Retype the line with "Exercise. For every instance of the ocean" in it, then each line after it to the end of the data, word for word.

--- Provided information Enclosed Below ---

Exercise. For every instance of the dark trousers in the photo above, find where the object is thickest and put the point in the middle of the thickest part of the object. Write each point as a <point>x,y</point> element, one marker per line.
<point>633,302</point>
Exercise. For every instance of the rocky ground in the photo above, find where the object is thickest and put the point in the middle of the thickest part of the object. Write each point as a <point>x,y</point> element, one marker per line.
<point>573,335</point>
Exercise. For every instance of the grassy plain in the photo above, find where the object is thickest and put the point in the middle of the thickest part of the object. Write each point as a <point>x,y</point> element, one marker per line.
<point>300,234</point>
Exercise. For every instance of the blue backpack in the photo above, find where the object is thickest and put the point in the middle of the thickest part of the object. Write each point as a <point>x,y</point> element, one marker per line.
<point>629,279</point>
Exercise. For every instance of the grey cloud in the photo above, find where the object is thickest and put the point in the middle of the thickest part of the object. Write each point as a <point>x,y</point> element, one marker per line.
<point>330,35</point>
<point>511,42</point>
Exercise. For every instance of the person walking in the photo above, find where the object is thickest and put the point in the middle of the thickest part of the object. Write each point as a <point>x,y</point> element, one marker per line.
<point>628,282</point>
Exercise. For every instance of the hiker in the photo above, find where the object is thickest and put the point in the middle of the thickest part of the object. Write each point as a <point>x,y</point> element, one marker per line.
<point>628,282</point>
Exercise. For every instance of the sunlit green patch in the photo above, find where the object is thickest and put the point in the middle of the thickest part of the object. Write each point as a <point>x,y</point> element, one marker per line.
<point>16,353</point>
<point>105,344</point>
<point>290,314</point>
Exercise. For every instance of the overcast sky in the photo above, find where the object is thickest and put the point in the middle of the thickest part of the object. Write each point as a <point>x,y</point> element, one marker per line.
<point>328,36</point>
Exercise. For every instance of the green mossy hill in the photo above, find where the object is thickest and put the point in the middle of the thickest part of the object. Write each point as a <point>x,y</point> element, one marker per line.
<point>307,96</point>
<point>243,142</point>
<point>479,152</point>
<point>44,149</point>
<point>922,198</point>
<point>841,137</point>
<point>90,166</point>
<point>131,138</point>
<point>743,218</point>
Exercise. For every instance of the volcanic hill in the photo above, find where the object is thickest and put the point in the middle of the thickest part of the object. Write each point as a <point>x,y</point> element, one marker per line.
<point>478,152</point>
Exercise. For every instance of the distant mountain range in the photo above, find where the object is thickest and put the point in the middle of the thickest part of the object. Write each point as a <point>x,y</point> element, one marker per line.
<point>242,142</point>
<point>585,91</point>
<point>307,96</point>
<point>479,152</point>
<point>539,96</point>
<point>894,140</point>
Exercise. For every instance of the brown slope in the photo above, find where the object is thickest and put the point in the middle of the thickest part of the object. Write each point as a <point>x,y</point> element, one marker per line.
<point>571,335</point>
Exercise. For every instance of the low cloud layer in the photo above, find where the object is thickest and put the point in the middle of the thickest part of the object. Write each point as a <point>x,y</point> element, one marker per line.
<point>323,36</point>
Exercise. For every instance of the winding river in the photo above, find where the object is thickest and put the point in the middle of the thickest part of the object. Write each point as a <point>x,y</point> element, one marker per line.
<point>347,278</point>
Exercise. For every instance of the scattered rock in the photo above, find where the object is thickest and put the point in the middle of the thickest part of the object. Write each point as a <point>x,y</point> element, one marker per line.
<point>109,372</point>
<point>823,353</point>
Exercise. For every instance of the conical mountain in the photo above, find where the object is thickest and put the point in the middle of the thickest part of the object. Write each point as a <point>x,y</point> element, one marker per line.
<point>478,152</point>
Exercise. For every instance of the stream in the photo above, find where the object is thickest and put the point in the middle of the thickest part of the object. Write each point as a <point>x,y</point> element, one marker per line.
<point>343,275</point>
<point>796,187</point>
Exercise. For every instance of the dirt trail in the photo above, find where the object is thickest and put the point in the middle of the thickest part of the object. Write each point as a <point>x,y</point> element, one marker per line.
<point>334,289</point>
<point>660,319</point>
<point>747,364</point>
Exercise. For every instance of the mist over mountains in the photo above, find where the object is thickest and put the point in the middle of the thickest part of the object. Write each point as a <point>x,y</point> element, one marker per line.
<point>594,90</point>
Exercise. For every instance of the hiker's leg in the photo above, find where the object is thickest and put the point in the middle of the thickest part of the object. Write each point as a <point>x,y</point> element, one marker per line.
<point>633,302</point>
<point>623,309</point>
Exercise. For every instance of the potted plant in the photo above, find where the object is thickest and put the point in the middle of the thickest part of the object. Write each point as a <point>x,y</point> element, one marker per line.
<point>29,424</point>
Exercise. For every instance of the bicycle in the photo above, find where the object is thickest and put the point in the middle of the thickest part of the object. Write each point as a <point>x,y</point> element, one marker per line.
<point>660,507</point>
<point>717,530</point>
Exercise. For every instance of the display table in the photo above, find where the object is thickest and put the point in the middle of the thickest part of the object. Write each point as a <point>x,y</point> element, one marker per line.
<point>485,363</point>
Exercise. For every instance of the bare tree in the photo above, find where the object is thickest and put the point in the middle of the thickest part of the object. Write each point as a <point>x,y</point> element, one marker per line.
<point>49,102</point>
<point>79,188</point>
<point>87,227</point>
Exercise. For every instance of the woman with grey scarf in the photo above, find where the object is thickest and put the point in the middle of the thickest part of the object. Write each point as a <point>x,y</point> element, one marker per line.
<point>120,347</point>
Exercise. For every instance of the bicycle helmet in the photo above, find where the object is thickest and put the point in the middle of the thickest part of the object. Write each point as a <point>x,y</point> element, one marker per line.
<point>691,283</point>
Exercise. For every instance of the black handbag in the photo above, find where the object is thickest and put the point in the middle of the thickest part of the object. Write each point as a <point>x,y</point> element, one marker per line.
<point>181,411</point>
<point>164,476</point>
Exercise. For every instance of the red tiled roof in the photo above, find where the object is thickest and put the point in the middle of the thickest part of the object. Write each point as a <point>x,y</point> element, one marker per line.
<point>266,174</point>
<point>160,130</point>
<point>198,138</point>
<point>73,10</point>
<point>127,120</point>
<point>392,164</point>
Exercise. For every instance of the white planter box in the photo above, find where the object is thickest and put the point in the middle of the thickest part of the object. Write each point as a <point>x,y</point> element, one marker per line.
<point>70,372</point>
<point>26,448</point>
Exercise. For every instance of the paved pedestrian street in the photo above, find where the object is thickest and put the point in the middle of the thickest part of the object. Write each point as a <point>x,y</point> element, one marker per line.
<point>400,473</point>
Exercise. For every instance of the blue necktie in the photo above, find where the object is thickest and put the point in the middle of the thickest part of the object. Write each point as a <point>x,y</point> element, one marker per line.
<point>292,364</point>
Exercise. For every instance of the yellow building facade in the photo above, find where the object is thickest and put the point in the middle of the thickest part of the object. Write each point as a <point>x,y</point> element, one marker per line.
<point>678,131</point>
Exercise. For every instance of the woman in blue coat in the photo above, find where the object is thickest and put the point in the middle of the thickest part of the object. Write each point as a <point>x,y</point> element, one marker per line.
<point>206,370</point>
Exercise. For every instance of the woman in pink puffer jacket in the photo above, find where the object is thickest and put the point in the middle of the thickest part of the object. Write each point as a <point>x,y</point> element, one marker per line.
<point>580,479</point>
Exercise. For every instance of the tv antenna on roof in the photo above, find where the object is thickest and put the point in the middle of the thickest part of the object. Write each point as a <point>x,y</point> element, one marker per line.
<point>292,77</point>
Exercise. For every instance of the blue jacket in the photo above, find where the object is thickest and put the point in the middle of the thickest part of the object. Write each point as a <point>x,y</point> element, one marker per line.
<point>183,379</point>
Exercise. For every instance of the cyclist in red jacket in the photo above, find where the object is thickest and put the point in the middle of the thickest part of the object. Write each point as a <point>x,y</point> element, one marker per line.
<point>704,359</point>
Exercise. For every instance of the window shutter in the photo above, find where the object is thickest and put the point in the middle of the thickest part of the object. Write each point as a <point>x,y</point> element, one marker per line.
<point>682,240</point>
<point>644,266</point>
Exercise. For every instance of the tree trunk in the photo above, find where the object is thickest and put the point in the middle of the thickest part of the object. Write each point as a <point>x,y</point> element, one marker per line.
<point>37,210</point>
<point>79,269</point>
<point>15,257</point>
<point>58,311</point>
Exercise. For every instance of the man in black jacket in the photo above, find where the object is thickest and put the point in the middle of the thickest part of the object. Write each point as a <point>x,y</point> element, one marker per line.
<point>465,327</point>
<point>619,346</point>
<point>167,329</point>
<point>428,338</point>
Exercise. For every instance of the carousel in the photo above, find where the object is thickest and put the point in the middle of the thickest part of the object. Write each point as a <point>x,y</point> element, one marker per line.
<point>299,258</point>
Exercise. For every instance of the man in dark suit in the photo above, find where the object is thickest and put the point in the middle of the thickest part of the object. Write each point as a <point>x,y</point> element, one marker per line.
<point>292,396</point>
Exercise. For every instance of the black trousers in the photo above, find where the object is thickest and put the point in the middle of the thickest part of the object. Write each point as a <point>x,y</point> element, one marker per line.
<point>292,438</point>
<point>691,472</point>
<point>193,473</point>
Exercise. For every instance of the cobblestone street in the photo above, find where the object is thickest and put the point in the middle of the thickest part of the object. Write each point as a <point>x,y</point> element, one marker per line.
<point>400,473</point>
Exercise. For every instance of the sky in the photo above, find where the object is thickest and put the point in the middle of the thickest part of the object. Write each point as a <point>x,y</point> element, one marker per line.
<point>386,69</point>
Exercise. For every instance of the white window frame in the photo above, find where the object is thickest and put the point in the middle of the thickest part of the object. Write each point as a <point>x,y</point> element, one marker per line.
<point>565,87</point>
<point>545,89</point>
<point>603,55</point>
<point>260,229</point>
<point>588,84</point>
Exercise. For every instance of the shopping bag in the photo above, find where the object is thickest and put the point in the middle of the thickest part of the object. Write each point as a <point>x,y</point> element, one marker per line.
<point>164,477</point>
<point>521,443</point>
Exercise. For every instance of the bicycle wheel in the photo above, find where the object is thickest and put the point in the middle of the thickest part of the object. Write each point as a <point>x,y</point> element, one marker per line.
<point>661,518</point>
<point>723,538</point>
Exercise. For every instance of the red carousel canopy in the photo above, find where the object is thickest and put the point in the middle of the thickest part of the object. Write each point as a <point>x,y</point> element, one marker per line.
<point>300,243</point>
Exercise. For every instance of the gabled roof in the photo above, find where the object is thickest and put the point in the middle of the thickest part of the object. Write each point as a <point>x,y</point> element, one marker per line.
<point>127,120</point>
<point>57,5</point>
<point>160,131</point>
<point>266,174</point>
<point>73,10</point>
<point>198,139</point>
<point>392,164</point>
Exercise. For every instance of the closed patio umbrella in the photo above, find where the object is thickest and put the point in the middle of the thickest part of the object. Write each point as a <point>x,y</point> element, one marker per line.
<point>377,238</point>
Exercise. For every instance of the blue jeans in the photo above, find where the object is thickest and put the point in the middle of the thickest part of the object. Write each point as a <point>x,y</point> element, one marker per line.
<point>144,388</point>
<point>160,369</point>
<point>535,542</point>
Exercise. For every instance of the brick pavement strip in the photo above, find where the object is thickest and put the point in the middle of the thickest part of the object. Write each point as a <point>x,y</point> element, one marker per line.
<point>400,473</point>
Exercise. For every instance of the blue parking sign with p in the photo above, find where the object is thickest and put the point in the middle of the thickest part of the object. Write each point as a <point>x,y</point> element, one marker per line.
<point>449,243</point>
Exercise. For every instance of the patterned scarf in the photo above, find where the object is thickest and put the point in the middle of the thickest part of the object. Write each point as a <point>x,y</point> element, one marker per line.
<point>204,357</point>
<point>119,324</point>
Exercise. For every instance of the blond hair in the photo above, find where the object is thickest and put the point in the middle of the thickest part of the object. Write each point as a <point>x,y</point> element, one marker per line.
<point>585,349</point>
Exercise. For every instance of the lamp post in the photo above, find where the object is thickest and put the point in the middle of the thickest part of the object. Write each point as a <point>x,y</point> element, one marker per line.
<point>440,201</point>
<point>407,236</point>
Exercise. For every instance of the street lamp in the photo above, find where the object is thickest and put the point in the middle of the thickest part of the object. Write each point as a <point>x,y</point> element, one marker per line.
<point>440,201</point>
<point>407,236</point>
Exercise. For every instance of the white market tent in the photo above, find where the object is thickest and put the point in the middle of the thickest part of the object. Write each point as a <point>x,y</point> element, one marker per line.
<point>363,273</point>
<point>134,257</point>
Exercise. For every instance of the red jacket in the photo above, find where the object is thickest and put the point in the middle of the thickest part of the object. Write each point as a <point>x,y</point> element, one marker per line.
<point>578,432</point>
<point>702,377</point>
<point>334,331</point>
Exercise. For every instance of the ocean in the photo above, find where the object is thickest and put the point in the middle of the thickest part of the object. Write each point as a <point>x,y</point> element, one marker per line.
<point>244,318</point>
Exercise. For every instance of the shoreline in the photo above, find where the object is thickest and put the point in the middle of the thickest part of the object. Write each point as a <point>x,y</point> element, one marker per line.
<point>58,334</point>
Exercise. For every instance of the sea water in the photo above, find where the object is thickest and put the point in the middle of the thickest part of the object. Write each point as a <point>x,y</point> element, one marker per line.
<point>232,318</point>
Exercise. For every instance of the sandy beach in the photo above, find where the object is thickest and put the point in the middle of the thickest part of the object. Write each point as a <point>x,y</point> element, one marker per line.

--- End of Enclosed Provided information ---

Solution to the problem
Exercise. For every instance of the ocean in the photo above, find where the object is thickest and put the point in the middle of the thickest part of the object. Write each point as a <point>x,y</point> element, one marker per line.
<point>244,318</point>
Exercise. For every instance of the shoreline in the photo above, find where the object is thickest and put the point in the middle of the thickest part of the object. Write each point as a <point>x,y</point> element, one marker per line.
<point>58,334</point>
Exercise. For every instance of the sea water in the photo above, find where the object is thickest and put the point in the middle of the thickest part of the object. Write each point as a <point>x,y</point> element, one marker per line.
<point>232,318</point>
Exercise. For every instance of the sandy beach in the photo above, find where the object is thickest and put the point in the middle of the thickest part of the object. Write each point as a <point>x,y</point> element, one marker per line.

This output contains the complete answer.